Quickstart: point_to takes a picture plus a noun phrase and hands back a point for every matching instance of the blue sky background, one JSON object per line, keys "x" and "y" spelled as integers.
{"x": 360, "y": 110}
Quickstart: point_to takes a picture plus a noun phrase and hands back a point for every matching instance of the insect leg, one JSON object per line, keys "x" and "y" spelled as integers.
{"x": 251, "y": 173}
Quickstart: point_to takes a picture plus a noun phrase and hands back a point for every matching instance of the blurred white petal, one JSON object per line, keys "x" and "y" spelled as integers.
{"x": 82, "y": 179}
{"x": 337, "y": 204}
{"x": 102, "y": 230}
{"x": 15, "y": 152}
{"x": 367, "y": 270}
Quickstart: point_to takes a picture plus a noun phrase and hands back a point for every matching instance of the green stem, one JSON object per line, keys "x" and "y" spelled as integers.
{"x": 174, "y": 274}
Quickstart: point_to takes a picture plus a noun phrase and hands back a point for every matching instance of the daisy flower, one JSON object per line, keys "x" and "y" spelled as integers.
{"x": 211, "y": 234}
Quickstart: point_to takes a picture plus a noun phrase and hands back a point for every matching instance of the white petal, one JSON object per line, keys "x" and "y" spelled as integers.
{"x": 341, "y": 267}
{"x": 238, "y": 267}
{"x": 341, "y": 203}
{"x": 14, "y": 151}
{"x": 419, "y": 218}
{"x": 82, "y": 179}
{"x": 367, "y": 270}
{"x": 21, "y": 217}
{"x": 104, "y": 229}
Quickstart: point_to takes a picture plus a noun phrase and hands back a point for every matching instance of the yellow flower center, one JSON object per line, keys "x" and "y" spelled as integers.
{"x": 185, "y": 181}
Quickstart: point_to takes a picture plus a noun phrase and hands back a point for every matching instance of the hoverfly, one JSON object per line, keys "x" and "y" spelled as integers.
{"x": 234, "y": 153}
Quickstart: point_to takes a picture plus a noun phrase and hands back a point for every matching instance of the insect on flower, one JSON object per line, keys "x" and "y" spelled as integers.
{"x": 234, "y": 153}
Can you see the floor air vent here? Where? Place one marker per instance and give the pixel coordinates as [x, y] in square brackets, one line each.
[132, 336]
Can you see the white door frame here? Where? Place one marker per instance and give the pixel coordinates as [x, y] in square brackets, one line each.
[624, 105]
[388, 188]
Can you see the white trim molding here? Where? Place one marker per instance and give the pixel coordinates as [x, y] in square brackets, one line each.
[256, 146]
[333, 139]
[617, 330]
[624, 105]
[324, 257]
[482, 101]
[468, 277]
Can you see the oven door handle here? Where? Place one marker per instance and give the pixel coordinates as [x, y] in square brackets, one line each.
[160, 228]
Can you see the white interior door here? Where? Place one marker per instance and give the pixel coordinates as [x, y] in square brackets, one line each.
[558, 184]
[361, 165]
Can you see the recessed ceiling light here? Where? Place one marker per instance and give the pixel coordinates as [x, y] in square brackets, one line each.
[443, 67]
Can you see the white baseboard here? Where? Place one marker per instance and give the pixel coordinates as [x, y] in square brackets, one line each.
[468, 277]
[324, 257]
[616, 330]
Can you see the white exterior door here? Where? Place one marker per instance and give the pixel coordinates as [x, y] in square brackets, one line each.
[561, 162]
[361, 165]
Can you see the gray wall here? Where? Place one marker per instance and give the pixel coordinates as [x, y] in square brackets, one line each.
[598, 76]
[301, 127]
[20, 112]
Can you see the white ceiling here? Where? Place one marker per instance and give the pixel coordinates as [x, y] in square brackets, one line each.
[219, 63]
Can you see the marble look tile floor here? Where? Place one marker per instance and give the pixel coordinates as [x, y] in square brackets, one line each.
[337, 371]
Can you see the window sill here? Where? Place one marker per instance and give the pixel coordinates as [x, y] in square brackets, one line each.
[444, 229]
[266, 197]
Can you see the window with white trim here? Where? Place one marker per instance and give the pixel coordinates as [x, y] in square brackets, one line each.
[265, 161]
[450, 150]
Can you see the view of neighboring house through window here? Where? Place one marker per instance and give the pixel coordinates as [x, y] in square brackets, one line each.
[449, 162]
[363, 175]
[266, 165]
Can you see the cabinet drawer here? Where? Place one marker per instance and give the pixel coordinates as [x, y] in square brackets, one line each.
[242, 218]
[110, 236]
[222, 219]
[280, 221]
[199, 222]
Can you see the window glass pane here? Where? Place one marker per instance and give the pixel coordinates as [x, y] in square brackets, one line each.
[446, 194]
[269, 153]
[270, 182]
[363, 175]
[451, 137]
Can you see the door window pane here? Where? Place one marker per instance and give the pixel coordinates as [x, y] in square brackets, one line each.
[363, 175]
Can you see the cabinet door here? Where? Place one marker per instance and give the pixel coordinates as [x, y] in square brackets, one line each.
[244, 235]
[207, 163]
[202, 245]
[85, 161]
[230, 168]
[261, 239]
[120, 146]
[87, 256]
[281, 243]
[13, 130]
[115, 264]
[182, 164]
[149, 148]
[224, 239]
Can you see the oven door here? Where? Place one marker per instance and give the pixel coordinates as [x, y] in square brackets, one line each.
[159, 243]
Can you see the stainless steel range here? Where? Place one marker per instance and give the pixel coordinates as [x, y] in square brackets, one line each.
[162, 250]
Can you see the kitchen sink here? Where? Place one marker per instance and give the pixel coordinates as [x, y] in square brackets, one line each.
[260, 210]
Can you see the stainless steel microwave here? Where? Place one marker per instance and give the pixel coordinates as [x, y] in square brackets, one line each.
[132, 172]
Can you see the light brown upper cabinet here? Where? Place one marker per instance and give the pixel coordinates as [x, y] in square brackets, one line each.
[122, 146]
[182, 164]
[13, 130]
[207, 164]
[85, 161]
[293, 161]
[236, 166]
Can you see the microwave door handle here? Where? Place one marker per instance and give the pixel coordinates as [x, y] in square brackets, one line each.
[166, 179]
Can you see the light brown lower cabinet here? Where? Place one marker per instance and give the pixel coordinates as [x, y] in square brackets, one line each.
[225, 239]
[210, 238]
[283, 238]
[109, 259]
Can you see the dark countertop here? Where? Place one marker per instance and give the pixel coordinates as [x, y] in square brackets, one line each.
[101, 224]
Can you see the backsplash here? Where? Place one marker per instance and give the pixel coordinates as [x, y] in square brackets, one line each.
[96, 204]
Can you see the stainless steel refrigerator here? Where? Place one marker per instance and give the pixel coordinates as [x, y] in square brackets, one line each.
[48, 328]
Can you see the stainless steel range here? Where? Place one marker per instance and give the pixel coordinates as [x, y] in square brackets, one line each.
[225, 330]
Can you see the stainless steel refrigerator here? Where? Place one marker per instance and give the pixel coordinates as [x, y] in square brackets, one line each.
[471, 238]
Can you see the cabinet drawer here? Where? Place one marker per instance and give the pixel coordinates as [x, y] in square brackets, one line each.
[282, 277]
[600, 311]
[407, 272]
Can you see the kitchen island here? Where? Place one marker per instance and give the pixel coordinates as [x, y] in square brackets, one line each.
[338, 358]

+-------+

Output the lines above verbatim and in full.

Quickstart: point_to takes a picture plus a noun phrase and hands back a point for every matching instance of the blue sky background, one JSON object per line, keys "x" and "y" spelled as integers.
{"x": 360, "y": 110}
Quickstart: point_to takes a picture plus a noun phrase and hands back a point for every matching instance of the insect leg, one JSON object per line, keys "x" and "y" spelled as integers.
{"x": 251, "y": 173}
Quickstart: point_to takes a picture plus a noun phrase and hands back a point for every matching instance of the blurred white petal, one JSON object per line, keys "x" and "y" spelled as integers.
{"x": 82, "y": 179}
{"x": 337, "y": 204}
{"x": 102, "y": 230}
{"x": 15, "y": 152}
{"x": 367, "y": 270}
Quickstart: point_to takes a picture plus a noun phrase and hands back a point for every matching instance of the green stem, one JSON object per line, keys "x" and "y" spelled as integers.
{"x": 174, "y": 274}
Quickstart: point_to takes a picture plus a noun phrase and hands back a point for every matching instance of the daisy flower, one JSON object per line, keys "x" and "y" spelled as integers.
{"x": 211, "y": 234}
Quickstart: point_to takes a picture plus a noun phrase and hands back a point for every matching instance of the white petal, one JSON object per line, keys "x" and "y" spelled as integers.
{"x": 341, "y": 267}
{"x": 238, "y": 267}
{"x": 341, "y": 203}
{"x": 14, "y": 151}
{"x": 419, "y": 218}
{"x": 82, "y": 179}
{"x": 367, "y": 270}
{"x": 21, "y": 217}
{"x": 104, "y": 229}
Quickstart: point_to takes a picture plus a noun phrase and hands back a point for every matching instance of the yellow flower center, one JSON object per line, keys "x" and "y" spelled as integers.
{"x": 185, "y": 181}
Quickstart: point_to takes a picture plus a noun phrase and hands back a point for every matching instance of the hoverfly, one JSON object per line, keys "x" and "y" spelled as integers.
{"x": 234, "y": 153}
Quickstart: point_to takes a picture plus a noun phrase and hands back a point for every matching instance of the insect on flower, one JSON object per line, keys "x" and "y" spelled as integers.
{"x": 234, "y": 153}
Can you see the floor air vent here? Where? Place one marker per instance and give the pixel coordinates as [x, y] in square brackets, one line each.
[132, 336]
Can you see the white door frame here? Where? Place one marker per instance and give the pixel coordinates as [x, y] in square brackets, one line each.
[624, 105]
[388, 188]
Can you see the white trim molding here? Where? Place one marker per instance and give the pixel coordinates as [x, y] in square brackets, one line each.
[256, 146]
[333, 139]
[617, 330]
[624, 105]
[324, 257]
[482, 101]
[468, 277]
Can you see the oven door handle here? Where? Place one marker per instance and give the pixel coordinates as [x, y] in square brackets, one line each.
[160, 228]
Can you see the white interior door here? Where? Place one marker per instance and give the pixel coordinates as [x, y] in square brackets, one line each.
[558, 184]
[361, 165]
Can you see the recessed ceiling light here? Where? Place one marker per instance and give the pixel coordinates as [x, y] in square brackets, one line each.
[443, 67]
Can you see the white baseboard here? Where? Place one marker per instance and give the pixel coordinates as [x, y] in square brackets, one line each.
[468, 277]
[324, 257]
[616, 330]
Can you see the white exterior door here? Where? Place one marker per instance and give the pixel coordinates as [x, y] in square brackets, one line each.
[561, 162]
[361, 165]
Can you see the gray wall here? Where? Place one marker per instance and give the pixel coordinates as [x, y] in square brackets, one line each.
[598, 76]
[301, 127]
[20, 112]
Can you see the white ceiling here? Where? Place one marker per instance and give the pixel coordinates as [x, y] in square brackets, one line each.
[219, 63]
Can you see the marble look tile floor here? Where? Place one marker per instance and give the pixel coordinates as [x, y] in square brackets, one line each.
[337, 371]
Can you see the window sill here? Where? Place one marker per instance and give the pixel coordinates as [x, y] in square brackets, one line each.
[444, 229]
[266, 197]
Can you see the window with white trim here? Where? Place one marker per instance and give the pixel coordinates as [x, y] in square brackets, one line each.
[265, 161]
[450, 150]
Can you see the view of neighboring house through window here? Where? Place one marker per instance and give the pixel coordinates as [x, y] in square brackets, one line each.
[449, 162]
[363, 175]
[266, 165]
Can you see the cabinet drawer here? Where? Place one marker per instance and give the pixel coordinates as [x, y] in square brackets, one line each.
[242, 218]
[110, 236]
[222, 219]
[280, 221]
[199, 222]
Can you see the window glass pane here? Where? Place one marker per instance and give the pixel coordinates as [x, y] in square brackets, one line each.
[446, 194]
[269, 153]
[270, 182]
[363, 175]
[451, 137]
Can you see the door window pane here? Where? Place one marker per instance and give the pixel coordinates as [x, y] in square brackets, one line each.
[363, 175]
Can you see the cabinet door here? Where? Place one marker per instance and give the pixel coordinates as [x, y] in square brackets, one line each.
[244, 235]
[207, 163]
[202, 245]
[85, 161]
[230, 168]
[261, 239]
[120, 146]
[87, 256]
[281, 243]
[13, 130]
[115, 264]
[182, 164]
[149, 148]
[224, 239]
Can you see the oven door here? Where? Place one marker per instance and give the pixel coordinates as [x, y] in square brackets, one line each.
[159, 243]
Can you see the stainless steel range here? Where? Place one marker per instance and give the pixel coordinates as [x, y] in square brackets, one line each.
[162, 250]
Can you see the kitchen sink here? Where? Place one marker per instance and give the pixel coordinates as [x, y] in square brackets, one line each.
[260, 210]
Can you see the stainless steel microwave here? Where? Place one marker per instance and give the pixel coordinates as [x, y] in square brackets, one line each.
[132, 172]
Can you see the light brown upper cabinet here? Where? Place one marker per instance and give the pixel coordinates as [x, y] in square brackets, one line each.
[122, 146]
[182, 164]
[13, 130]
[207, 164]
[85, 161]
[293, 161]
[236, 166]
Can you see the microwave door handle here? Where? Place one marker per instance and give the pixel coordinates as [x, y] in square brackets, one line each.
[166, 179]
Can you see the light brown lower cabinet here? Where? Place one marker per instance and give the pixel coordinates as [x, y] in square brackets, one line each.
[225, 239]
[210, 238]
[283, 238]
[109, 259]
Can you see the dark countertop here? Where? Place one marker per instance and give the pixel coordinates as [x, y] in square brackets, one line each.
[101, 224]
Can you see the backsplash here? Where? Place one marker per instance and give the pixel coordinates as [x, y] in square brackets, one line each.
[96, 204]
Can you see the stainless steel refrigerator here? Where? Place one marker per instance and give the pixel coordinates as [x, y] in square brackets, one line each.
[48, 328]
Can you see the stainless steel range here? Where? Place one marker per instance and give the pixel coordinates as [x, y] in square brackets, one line each.
[225, 330]
Can you see the stainless steel refrigerator here? Where? Place one marker per instance and give the pixel coordinates as [x, y] in square brackets, one line each.
[471, 238]
Can you see the cabinet drawer here? Where? Place one marker per instance and give the pixel coordinates as [x, y] in square brackets, one line each.
[282, 277]
[600, 311]
[407, 272]
Can you see the kitchen island here? Where? Place one marker per instance and give the pixel coordinates as [x, y] in square brackets, one line each.
[338, 358]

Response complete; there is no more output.